RECORDS TO PROCESS:
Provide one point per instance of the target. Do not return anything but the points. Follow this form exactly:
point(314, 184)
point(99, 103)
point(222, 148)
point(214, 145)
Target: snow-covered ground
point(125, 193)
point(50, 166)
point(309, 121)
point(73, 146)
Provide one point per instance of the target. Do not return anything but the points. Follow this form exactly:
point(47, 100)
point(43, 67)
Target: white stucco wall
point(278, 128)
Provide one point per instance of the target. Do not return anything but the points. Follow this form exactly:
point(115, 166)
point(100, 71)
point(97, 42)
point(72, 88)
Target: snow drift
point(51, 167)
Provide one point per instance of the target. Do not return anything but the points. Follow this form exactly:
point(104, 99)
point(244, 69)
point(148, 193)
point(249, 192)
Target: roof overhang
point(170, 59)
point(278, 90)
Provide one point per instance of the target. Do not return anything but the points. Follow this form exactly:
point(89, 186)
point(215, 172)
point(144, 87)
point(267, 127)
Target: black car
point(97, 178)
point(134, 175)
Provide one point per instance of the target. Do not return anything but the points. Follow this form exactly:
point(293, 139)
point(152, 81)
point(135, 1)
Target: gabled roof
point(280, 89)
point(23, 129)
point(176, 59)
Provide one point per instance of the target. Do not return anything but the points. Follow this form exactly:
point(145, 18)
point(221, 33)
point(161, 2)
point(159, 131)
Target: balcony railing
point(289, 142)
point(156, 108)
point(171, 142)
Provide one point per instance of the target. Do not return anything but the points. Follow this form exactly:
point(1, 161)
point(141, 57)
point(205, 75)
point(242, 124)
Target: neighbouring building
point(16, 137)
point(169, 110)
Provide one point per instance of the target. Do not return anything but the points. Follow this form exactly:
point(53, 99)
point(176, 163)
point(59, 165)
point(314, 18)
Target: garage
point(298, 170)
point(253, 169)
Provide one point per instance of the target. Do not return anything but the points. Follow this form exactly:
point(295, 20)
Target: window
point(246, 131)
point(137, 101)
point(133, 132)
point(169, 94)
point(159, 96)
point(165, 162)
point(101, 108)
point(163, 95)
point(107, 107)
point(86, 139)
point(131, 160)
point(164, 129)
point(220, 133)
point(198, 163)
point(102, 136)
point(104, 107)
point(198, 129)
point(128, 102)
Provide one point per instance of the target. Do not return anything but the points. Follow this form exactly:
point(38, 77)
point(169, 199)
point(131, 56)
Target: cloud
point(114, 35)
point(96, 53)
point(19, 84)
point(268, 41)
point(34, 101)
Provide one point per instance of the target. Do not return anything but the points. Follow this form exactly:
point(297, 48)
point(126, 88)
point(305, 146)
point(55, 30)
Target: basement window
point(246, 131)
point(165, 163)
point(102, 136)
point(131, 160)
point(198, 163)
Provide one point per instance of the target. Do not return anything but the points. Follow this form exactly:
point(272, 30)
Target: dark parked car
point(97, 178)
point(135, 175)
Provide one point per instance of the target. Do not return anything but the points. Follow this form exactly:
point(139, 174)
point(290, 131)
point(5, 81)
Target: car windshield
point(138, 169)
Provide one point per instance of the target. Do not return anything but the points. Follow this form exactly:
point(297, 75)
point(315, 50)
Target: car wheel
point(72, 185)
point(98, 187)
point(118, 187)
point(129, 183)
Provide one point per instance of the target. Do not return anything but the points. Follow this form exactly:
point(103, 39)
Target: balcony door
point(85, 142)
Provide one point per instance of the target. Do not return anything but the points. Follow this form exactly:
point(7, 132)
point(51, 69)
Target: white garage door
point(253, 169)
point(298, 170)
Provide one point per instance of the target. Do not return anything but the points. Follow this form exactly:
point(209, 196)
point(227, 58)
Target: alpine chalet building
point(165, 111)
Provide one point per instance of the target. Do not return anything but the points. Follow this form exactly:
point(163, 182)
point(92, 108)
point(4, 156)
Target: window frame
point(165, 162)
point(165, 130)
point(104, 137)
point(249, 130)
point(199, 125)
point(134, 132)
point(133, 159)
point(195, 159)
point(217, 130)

ASSIGNMENT: The lines above starting at the one that contains "point(99, 103)" and ending at the one that contains "point(115, 166)" must be transcribed exactly, and no other lines may appear.

THE ANSWER:
point(99, 103)
point(222, 148)
point(214, 145)
Target: snow-covered ground
point(125, 193)
point(50, 166)
point(309, 121)
point(73, 146)
Provide one point per instance of the target. Do not return anything but the points. Follow this form exactly:
point(47, 100)
point(43, 67)
Target: white stucco wall
point(278, 128)
Provide one point per instance of the target. Do not return anything but the points. Follow this form exactly:
point(115, 166)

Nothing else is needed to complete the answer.